Estratto fornito:
====================

La fatica di diventare grandi. La scomparsa dei riti di passaggio
di Marco Aime - Einaudi, 2014
Tenere d'occhio l'orologio, controllare il calendario, iniziare una frase con l'espressione "ai miei tempi", riconoscersi nelle esperienze di un coetaneo, confrontare le generazioni presenti e passate, sono tutte azioni che compiamo abitualmente e che passano sotto traccia nell'esperienza quotidiana di ognuno. In realtà, non solo il concetto di tempo è culturalmente prodotto, ma la misurazione delle diverse età della vita cambia in funzione dei gruppi umani come pure all'interno di una stessa società seguendo il mutare degli eventi storici.
Tra nascita e morte, le comunità culturali hanno distinto più o meno rigidamente una serie variabile di fasi dell'esistenza, caratterizzate dall'attribuzione progressiva di diritti e doveri, e segnalate da precisi "riti di passaggio". Il più diffuso, e probabilmente il più significativo, rito di passaggio è quello che permette la transizione dall'infanzia all'età adulta, da una dimensione protetta e dipendente dalla famiglia a una situazione di autonomia decisionale ed economica riconosciuta dall'intero gruppo sociale.

====================

Voci fornite:
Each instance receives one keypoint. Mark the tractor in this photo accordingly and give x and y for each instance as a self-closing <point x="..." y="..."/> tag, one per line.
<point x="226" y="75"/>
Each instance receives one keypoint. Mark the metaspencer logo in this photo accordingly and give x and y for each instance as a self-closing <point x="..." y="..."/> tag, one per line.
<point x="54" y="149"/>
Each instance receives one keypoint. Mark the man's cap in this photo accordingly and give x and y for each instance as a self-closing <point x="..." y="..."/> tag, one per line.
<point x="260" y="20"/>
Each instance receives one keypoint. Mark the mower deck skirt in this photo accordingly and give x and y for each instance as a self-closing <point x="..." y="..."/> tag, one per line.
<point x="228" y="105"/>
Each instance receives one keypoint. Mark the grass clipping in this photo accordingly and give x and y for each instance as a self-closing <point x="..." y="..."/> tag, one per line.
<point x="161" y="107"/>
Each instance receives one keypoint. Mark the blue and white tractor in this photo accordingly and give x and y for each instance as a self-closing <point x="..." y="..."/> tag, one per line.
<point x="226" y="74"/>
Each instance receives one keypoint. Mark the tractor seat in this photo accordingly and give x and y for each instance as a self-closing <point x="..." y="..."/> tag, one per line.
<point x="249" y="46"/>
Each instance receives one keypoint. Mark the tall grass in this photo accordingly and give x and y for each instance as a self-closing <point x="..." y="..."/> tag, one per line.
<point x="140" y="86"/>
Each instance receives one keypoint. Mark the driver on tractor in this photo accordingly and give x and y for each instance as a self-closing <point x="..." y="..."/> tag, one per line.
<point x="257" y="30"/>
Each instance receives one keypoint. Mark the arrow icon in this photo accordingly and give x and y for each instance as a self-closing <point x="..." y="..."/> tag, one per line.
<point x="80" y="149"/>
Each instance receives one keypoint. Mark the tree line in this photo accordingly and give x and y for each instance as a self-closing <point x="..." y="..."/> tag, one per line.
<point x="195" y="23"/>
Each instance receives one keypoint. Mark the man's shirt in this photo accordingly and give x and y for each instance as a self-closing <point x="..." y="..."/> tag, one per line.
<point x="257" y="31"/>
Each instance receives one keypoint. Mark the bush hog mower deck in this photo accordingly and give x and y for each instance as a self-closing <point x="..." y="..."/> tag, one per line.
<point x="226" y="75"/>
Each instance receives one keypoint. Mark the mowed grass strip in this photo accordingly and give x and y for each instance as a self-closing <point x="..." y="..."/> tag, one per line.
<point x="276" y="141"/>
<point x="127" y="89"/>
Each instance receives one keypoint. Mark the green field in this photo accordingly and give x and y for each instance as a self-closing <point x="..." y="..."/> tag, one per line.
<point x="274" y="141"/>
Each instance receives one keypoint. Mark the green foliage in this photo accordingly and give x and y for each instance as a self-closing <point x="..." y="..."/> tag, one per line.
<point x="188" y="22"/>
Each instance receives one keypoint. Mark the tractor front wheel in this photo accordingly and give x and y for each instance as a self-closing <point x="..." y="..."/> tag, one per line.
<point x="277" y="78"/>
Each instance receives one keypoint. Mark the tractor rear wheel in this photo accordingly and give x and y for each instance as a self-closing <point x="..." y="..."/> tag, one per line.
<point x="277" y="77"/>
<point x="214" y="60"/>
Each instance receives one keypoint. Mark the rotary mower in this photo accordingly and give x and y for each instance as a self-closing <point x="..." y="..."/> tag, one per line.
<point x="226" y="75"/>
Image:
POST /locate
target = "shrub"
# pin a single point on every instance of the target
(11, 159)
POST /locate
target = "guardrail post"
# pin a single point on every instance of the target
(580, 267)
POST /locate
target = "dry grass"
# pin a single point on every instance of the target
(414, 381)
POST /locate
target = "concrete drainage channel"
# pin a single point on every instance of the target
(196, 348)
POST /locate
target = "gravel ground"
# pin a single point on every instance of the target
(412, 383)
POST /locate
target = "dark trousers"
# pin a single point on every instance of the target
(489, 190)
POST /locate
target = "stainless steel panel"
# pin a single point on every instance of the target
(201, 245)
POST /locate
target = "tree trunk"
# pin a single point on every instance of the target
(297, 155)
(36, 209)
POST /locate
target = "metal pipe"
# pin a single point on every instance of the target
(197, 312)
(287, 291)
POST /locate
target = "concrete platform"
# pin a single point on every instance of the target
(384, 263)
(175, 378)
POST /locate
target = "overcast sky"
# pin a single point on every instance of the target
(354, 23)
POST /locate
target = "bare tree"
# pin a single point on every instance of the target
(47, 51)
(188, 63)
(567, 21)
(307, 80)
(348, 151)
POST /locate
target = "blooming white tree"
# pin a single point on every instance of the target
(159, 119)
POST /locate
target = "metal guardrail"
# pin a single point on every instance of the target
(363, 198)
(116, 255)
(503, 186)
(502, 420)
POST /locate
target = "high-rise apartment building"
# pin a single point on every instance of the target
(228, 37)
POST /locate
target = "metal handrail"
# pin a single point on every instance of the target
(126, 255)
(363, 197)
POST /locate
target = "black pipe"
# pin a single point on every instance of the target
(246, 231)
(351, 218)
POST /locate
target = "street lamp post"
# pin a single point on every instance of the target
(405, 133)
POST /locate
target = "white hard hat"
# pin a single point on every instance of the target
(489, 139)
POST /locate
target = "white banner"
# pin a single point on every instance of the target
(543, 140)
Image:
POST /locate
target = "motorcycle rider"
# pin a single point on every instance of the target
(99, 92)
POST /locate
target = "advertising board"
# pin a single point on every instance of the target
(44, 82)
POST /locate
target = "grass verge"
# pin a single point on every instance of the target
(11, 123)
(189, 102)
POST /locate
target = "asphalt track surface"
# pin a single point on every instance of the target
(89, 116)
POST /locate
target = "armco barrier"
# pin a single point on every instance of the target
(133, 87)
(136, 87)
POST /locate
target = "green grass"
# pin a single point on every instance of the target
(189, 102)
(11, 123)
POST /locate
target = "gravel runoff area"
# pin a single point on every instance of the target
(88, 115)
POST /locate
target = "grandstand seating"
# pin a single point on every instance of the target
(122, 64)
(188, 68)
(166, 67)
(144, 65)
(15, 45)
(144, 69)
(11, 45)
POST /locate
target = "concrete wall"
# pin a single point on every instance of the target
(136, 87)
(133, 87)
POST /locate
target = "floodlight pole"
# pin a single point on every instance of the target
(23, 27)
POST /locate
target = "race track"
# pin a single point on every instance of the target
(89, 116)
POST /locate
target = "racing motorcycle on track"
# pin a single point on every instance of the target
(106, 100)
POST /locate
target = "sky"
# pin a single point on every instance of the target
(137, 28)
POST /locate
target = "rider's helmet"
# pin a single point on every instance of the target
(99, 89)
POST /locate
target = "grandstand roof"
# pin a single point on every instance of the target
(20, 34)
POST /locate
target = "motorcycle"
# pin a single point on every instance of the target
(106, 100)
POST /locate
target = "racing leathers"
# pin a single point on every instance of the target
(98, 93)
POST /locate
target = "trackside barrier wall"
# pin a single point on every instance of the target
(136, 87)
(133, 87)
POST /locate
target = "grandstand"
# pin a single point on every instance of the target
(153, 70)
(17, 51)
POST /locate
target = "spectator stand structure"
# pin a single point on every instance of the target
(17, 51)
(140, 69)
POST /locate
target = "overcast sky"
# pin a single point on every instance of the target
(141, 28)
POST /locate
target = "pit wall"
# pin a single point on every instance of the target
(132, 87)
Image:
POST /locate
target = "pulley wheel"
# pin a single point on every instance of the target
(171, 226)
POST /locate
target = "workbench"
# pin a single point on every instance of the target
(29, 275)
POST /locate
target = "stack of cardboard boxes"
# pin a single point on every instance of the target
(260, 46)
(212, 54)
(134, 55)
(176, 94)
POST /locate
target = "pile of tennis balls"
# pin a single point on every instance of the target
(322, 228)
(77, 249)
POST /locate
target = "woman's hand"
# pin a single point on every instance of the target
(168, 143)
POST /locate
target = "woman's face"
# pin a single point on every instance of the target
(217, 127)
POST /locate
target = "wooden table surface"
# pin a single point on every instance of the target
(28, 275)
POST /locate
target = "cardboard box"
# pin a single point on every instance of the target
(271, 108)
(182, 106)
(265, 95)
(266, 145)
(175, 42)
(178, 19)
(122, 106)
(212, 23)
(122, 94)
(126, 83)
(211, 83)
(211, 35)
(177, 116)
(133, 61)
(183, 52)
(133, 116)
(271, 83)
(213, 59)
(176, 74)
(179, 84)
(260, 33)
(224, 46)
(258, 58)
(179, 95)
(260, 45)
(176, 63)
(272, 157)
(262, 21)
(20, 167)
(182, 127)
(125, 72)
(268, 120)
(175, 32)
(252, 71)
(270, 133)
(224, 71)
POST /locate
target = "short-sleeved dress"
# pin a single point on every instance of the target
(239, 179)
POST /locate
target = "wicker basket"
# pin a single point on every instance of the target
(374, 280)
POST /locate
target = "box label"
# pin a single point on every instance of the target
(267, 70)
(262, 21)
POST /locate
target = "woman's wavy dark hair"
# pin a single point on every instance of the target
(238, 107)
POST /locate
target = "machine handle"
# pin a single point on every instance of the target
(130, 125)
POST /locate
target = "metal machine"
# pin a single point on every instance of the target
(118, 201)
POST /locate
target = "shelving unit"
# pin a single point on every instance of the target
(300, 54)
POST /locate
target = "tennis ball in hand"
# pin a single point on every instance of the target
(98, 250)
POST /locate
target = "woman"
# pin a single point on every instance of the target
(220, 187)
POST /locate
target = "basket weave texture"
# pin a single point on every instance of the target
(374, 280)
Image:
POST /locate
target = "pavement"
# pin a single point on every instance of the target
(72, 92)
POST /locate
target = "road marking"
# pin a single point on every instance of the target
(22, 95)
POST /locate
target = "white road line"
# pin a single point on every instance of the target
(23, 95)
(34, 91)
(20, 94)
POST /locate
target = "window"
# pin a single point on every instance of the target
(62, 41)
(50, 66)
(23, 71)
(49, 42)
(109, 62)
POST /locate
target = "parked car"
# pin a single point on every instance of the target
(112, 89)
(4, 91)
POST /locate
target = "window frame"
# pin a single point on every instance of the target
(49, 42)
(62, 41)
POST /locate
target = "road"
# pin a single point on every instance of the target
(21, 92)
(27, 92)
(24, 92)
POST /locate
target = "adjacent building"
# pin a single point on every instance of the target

====================

Compito 1: Stabilisci se ciascuna affermazione concorda con l'estratto, rispondendo sì o no e citando testualmente le parole decisive: (a) il concetto di tempo è un prodotto culturale; (b) la misurazione delle età della vita è identica in tutti i gruppi umani; (c) il rito di passaggio più diffuso è quello dall'infanzia all'età adulta.
Compito 2:
In base all'estratto, indica brevemente:
(a) editore e anno del libro;
(b) che cosa caratterizza le fasi dell'esistenza distinte dalle comunità culturali;
(c) da chi è riconosciuta la situazione di autonomia decisionale ed economica.
Compito 3: Restituisci senza alcuna modifica il passo dell'estratto da "Tra nascita e" a "dall'intero gruppo sociale.".
Le voci costituiscono materiale a sé stante.

Risposta 1:
(a) Sì: "il concetto di tempo è culturalmente prodotto"
(b) No: "la misurazione delle diverse età della vita cambia in funzione dei gruppi umani"
(c) Sì: "Il più diffuso, e probabilmente il più significativo, rito di passaggio è quello che permette la transizione dall'infanzia all'età adulta"

Risposta 2:
(a) Einaudi, 2014
(b) L'attribuzione progressiva di diritti e doveri
(c) Dall'intero gruppo sociale

Risposta 3:
Tra nascita e morte, le comunità culturali hanno distinto più o meno rigidamente una serie variabile di fasi dell'esistenza, caratterizzate dall'attribuzione progressiva di diritti e doveri, e segnalate da precisi "riti di passaggio". Il più diffuso, e probabilmente il più significativo, rito di passaggio è quello che permette la transizione dall'infanzia all'età adulta, da una dimensione protetta e dipendente dalla famiglia a una situazione di autonomia decisionale ed economica riconosciuta dall'intero gruppo sociale.